# Work request
A word-for-word copy of every entry below is required; the images do not belong in it.

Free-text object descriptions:
----------

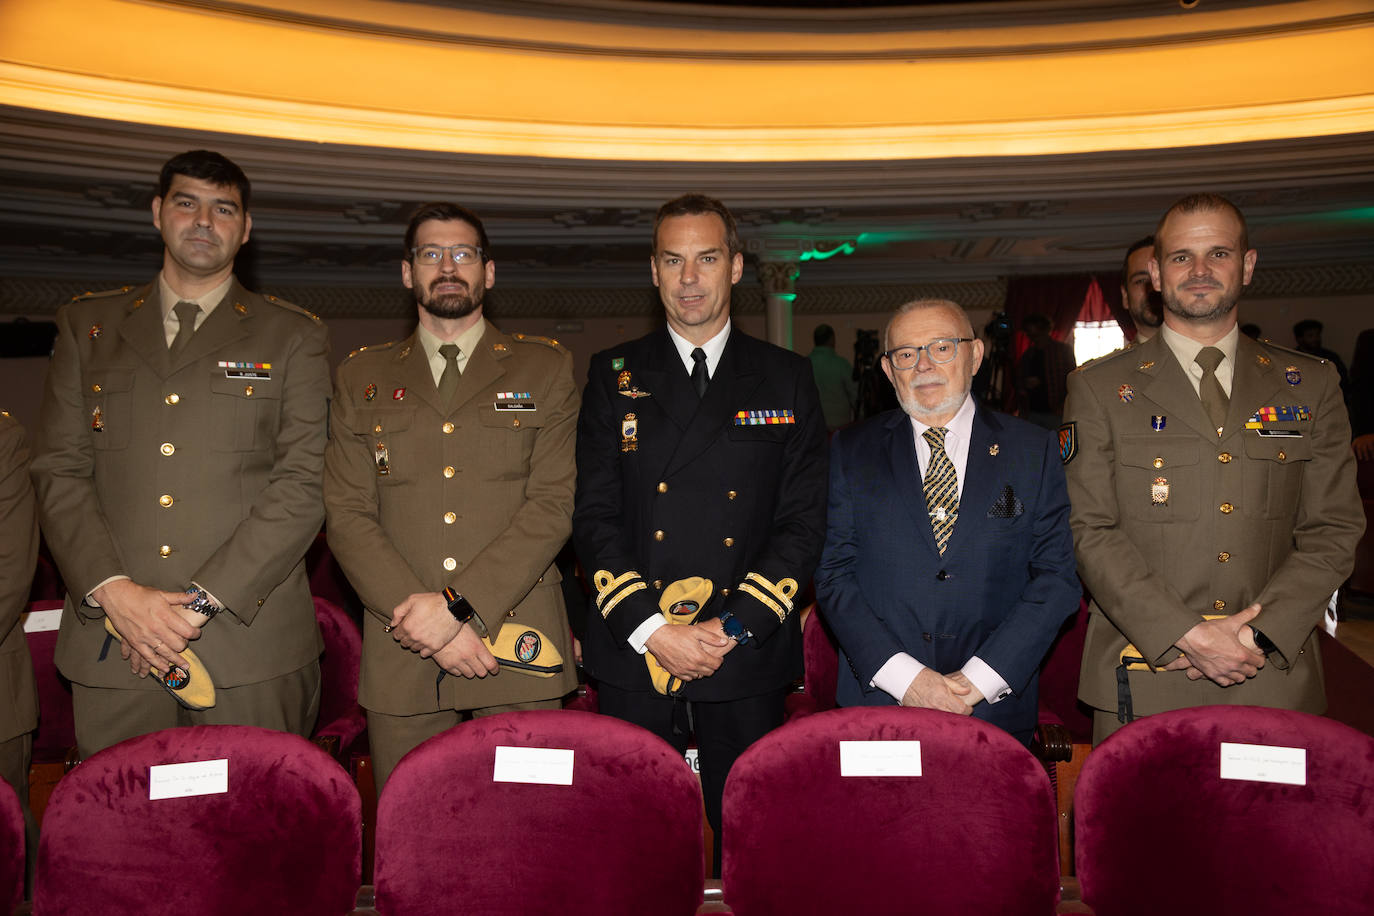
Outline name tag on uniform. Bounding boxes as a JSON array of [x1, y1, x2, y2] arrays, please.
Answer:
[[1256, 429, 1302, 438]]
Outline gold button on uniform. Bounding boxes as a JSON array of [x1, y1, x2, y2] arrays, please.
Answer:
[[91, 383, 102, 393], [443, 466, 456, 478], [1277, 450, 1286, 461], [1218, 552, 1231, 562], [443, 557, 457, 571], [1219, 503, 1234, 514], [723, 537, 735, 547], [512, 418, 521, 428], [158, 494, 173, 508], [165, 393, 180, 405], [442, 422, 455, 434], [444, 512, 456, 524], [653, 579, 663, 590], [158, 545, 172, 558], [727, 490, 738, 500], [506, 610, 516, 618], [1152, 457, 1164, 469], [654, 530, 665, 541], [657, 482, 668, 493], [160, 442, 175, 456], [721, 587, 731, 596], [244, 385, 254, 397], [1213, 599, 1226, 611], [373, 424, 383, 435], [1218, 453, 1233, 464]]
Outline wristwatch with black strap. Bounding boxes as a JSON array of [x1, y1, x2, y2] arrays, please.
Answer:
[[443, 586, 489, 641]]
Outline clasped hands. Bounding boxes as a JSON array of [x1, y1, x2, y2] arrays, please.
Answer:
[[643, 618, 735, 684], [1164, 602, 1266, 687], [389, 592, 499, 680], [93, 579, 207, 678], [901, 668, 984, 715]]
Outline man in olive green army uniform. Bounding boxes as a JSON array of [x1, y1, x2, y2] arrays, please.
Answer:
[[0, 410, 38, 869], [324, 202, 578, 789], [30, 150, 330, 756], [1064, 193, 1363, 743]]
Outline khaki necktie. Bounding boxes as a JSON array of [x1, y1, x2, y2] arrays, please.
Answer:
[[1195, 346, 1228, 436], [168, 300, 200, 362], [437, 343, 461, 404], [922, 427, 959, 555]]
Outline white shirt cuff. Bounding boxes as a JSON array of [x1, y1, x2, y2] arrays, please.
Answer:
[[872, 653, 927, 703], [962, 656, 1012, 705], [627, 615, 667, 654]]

----------

# The completed task
Outline name tag on uniform. Bounding boxes as a JSON array of [x1, y1, x2, y2] arrays, please.
Answer:
[[1256, 429, 1302, 438]]
Outline gold button on uniform. Bounding boxes as a JSON array of [x1, y1, x2, y2] arrays, please.
Answer:
[[91, 383, 102, 393], [443, 466, 456, 478], [1277, 450, 1286, 461], [1218, 552, 1231, 562], [443, 557, 457, 571], [1219, 503, 1234, 514], [723, 537, 735, 547], [512, 418, 521, 428], [158, 494, 173, 508], [165, 393, 180, 405], [442, 422, 455, 434], [444, 512, 456, 524], [653, 579, 663, 590], [158, 545, 172, 558], [727, 490, 738, 500], [506, 610, 516, 618], [1152, 457, 1164, 469], [654, 530, 665, 541], [657, 482, 668, 493], [160, 442, 175, 456], [721, 587, 731, 596], [244, 385, 254, 397], [1213, 599, 1226, 611], [373, 424, 383, 435], [1218, 453, 1233, 464]]
Outline wristwatch with black strap. Bounding boxes as a JSON array of [x1, y1, x2, y2] arrays, please.
Answer:
[[443, 586, 489, 641]]
Outline clasped hands. Bounding boxes as a JSON array of [x1, y1, x2, y2] arrays, please.
Answer:
[[643, 618, 735, 684], [1164, 602, 1266, 687], [389, 592, 499, 680], [93, 579, 207, 678], [901, 668, 984, 715]]
Outline man in olive green army uniform. Bounding boxes as a JSON array of [x1, y1, x2, y2] arrays, please.
Answer:
[[0, 410, 38, 869], [324, 202, 578, 789], [30, 150, 330, 756], [1064, 193, 1363, 743]]
Outline khaki necktie. Bounding boxes as a JSON array of [x1, y1, x2, y2] arrays, please.
Answer:
[[1195, 346, 1228, 436], [168, 300, 200, 362], [437, 343, 461, 404], [922, 427, 959, 555]]
Outline white shirt cuff. Bounding boxes as a JSON array of [x1, y1, x2, y2] arrays, please.
Answer:
[[872, 653, 927, 703], [962, 656, 1012, 705], [627, 615, 667, 654]]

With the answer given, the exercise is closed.